JOB —
Render every line of the records from the one containing "Here is your task: find all instances of black convertible" down to the one containing "[1139,206,1196,401]", both included, as a JSON list of strings, one string per line, omitting blank lines.

STORED DATA —
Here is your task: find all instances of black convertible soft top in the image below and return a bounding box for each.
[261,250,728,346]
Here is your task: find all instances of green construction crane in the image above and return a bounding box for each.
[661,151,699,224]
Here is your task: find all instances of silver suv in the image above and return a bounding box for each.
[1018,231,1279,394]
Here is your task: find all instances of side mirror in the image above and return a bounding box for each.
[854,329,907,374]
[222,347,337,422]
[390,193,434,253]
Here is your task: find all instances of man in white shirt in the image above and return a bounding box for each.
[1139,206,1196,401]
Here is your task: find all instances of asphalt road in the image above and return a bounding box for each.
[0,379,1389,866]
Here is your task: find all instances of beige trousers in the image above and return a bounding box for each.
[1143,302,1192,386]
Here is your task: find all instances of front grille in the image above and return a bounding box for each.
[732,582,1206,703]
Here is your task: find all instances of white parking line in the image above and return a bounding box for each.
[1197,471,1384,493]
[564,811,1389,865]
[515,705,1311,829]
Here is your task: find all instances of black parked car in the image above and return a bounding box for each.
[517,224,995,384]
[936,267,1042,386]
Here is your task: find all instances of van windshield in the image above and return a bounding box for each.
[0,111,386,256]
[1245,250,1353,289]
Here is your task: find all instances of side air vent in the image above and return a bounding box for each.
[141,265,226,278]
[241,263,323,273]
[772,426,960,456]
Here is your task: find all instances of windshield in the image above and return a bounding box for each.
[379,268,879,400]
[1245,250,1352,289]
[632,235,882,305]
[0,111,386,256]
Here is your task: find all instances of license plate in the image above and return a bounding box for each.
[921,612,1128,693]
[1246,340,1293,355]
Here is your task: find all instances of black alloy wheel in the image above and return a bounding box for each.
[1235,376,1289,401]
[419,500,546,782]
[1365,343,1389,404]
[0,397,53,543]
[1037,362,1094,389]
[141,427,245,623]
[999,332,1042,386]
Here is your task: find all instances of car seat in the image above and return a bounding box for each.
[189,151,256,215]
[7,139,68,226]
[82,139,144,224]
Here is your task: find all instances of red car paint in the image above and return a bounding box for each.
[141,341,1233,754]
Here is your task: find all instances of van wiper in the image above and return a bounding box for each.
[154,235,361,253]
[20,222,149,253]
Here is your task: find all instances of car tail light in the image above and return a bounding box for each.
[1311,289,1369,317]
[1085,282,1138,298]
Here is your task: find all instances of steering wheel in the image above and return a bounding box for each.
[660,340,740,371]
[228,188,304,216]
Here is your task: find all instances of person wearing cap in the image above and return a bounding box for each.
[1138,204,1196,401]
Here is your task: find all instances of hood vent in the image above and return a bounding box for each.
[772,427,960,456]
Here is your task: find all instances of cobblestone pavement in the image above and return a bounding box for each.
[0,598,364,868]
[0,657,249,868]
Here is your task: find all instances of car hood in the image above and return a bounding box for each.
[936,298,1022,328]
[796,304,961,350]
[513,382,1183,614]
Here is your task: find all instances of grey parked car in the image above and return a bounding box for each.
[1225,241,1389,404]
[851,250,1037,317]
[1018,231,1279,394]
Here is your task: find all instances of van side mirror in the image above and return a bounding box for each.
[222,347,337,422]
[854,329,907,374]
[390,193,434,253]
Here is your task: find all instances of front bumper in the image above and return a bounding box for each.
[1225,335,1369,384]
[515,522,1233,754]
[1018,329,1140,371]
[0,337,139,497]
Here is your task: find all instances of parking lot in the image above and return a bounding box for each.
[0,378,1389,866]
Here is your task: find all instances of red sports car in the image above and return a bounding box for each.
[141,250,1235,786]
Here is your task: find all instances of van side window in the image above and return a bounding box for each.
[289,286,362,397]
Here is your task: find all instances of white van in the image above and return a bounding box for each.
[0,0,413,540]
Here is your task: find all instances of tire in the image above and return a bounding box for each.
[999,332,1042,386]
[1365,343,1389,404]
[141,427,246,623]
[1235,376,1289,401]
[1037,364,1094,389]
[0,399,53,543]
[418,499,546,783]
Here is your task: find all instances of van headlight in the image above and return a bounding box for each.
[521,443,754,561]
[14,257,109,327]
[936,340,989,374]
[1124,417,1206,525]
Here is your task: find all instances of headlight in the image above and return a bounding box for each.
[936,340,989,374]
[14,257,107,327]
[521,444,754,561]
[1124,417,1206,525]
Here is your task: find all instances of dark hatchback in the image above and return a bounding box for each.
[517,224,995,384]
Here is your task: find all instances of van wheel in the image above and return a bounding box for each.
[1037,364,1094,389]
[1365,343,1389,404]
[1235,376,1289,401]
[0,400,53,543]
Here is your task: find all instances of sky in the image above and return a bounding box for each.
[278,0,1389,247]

==

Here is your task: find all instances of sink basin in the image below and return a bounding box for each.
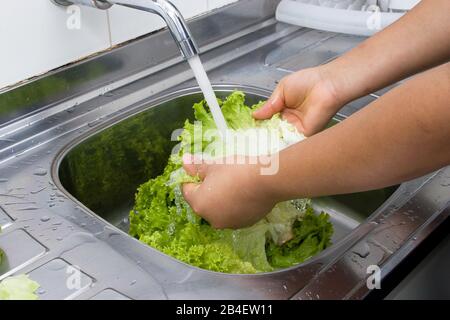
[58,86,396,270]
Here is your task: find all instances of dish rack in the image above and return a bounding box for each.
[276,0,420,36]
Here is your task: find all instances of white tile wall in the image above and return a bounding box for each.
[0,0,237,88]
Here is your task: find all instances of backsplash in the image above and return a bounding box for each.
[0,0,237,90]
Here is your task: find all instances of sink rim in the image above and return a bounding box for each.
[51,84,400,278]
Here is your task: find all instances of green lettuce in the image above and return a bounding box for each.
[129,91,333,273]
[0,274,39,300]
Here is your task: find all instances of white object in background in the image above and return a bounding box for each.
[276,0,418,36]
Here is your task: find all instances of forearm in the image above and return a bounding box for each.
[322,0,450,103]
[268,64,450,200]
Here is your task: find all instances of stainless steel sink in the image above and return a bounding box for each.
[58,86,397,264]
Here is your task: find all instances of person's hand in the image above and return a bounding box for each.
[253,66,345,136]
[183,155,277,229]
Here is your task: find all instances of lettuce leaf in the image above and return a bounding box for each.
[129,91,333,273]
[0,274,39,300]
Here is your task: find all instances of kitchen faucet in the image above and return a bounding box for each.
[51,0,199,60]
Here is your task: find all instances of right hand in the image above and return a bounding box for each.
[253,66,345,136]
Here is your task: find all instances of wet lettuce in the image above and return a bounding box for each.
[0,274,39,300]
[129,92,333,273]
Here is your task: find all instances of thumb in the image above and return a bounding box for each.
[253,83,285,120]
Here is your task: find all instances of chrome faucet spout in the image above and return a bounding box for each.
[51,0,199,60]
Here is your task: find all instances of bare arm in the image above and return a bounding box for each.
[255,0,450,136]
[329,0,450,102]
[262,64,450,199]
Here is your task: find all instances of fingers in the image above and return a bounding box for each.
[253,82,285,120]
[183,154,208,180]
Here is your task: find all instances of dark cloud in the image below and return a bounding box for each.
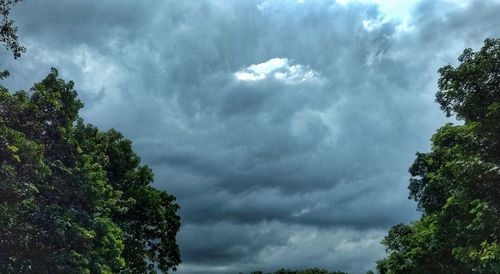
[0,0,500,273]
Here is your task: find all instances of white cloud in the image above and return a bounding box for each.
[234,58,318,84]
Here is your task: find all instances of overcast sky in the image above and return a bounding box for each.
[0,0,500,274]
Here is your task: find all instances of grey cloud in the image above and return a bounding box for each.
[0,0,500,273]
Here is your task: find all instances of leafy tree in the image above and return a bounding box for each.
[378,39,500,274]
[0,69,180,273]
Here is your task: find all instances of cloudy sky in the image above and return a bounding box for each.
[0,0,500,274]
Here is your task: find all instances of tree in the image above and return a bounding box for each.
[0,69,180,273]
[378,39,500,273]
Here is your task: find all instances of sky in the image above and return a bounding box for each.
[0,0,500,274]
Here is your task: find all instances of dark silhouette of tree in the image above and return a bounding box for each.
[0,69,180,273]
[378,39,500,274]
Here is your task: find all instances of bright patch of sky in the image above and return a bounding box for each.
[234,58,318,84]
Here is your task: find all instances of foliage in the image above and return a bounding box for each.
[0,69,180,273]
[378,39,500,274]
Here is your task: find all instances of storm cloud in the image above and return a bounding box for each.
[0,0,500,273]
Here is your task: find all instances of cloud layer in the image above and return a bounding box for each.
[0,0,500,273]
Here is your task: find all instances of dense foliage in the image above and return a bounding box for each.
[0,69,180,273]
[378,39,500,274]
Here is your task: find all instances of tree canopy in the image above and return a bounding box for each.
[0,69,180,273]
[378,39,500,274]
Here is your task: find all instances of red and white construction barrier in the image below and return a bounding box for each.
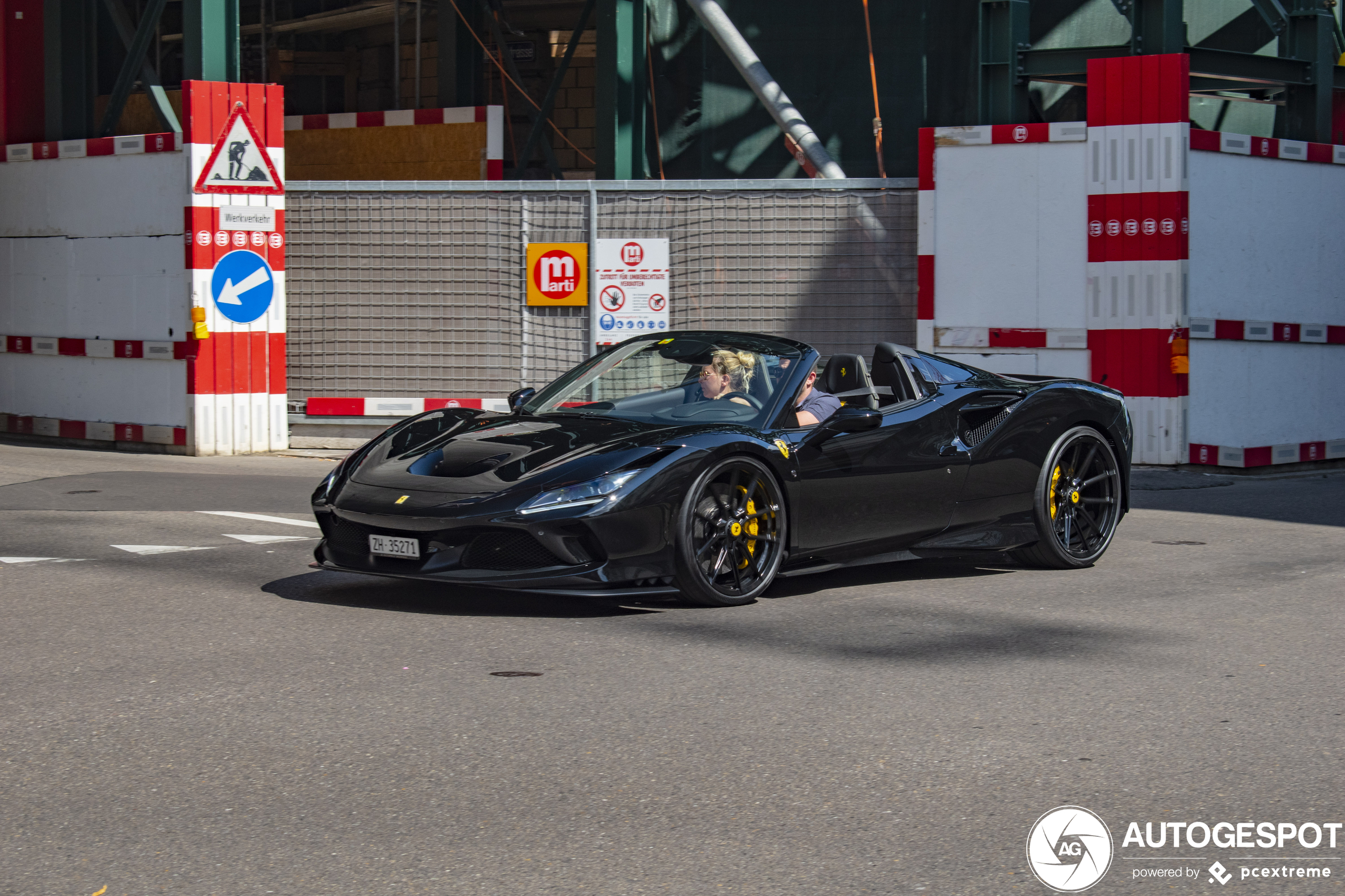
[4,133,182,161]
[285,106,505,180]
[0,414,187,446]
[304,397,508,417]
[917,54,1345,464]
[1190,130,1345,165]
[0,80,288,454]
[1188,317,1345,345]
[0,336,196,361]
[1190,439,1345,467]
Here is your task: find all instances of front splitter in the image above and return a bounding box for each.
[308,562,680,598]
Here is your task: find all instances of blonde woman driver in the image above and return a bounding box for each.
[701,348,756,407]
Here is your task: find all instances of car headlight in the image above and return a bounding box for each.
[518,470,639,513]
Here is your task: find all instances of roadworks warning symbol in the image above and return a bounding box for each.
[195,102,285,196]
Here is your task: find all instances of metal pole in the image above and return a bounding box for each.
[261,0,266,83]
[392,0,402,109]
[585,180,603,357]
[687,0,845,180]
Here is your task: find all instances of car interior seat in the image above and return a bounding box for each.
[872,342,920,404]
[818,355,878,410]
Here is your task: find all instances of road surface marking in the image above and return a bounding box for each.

* * *

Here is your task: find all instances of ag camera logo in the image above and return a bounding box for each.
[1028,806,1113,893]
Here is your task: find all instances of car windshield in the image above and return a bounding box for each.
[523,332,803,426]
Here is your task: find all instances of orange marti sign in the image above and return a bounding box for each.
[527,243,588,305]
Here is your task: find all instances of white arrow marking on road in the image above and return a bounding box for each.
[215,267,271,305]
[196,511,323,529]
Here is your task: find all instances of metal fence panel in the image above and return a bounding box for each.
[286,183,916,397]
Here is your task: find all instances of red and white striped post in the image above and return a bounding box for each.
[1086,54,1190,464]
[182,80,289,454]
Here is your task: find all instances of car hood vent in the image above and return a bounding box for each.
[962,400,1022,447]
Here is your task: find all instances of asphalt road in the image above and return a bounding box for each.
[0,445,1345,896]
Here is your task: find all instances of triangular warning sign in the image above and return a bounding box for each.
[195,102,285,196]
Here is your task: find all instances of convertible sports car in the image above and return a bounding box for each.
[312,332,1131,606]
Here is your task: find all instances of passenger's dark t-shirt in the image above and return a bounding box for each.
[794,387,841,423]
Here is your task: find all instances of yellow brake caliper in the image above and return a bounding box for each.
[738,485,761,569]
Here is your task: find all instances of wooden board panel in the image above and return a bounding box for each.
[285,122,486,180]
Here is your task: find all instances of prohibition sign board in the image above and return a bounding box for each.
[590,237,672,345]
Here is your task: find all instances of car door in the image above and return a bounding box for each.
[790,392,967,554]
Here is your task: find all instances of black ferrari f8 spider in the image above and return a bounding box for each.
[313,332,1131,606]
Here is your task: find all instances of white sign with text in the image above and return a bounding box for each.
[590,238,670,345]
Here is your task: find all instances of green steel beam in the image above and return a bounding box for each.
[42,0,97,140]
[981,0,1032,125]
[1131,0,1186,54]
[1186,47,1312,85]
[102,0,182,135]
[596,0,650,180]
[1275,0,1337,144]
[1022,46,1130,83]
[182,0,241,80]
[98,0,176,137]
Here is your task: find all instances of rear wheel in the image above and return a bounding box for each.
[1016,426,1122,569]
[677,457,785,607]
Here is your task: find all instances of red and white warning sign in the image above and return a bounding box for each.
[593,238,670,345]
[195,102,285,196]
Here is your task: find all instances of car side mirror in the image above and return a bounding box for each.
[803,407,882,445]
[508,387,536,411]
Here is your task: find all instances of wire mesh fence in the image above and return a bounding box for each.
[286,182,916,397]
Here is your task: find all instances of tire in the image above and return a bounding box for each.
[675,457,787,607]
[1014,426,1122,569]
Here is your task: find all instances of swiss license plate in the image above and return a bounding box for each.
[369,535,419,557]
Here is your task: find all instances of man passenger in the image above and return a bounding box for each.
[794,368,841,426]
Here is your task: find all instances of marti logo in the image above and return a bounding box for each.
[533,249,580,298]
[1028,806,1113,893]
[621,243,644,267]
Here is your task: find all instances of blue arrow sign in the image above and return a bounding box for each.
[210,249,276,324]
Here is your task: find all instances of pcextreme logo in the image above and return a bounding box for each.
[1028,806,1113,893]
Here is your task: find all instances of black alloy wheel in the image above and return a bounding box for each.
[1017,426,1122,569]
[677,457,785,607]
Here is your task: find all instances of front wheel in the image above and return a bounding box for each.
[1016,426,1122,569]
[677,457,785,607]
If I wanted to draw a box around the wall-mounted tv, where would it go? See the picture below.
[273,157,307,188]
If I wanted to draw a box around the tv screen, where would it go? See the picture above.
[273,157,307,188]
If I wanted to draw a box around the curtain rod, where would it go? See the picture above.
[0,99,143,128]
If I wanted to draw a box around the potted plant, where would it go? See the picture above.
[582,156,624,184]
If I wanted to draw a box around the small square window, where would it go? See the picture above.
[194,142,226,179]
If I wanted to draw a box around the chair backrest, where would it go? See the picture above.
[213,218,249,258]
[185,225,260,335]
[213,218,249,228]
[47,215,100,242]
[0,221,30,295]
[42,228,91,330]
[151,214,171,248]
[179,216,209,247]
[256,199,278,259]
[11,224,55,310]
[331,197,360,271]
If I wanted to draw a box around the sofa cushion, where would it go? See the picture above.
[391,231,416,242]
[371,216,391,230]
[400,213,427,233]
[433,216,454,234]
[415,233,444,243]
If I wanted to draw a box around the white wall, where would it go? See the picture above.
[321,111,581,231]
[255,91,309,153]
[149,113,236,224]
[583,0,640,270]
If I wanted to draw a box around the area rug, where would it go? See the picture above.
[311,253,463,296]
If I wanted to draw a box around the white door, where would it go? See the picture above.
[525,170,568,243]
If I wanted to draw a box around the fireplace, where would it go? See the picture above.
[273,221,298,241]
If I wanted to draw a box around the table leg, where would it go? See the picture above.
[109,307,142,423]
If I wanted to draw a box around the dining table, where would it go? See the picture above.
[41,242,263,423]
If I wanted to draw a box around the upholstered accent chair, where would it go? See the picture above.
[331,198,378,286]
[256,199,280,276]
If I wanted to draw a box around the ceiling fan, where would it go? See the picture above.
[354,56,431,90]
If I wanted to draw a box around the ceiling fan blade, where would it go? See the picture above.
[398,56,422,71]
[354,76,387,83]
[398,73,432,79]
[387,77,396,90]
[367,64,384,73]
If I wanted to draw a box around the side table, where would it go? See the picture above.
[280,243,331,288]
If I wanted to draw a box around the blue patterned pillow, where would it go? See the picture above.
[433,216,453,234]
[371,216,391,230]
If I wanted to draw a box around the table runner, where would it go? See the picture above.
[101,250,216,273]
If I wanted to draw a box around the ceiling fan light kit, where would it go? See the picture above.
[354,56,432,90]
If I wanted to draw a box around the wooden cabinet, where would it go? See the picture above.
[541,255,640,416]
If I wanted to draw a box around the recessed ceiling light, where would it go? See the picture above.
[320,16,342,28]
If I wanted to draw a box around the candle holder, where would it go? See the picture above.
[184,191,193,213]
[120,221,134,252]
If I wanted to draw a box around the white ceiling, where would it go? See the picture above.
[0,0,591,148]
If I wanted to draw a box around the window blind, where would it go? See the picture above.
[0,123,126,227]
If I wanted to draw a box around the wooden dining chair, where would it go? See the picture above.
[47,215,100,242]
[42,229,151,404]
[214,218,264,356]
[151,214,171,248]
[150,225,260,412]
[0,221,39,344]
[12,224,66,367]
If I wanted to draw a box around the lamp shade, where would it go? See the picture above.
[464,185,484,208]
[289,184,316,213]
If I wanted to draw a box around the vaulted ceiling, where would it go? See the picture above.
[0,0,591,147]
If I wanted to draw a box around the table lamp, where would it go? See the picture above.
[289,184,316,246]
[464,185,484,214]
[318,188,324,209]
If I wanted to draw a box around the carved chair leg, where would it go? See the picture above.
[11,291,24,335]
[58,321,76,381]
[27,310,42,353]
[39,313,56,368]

FINISHED EXERCISE —
[
  "Here is your task: find all instances of black convertible soft top in the image below and return a bounding box for each.",
  "[261,250,728,346]",
  "Here is your task: find all instances of green construction crane in the image above and return a bounding box for each.",
  "[661,151,699,224]",
  "Here is your task: find all instances of silver suv in the image above and return a bounding box for each.",
  "[1018,231,1279,394]",
  "Here is your task: find all instances of side mirror in the image above and return a bounding box for each.",
  "[854,329,907,374]",
  "[222,347,337,422]",
  "[390,193,434,253]",
  "Here is your task: find all instances of man in white shirt in the image above and return a bounding box for each.",
  "[1139,206,1196,401]"
]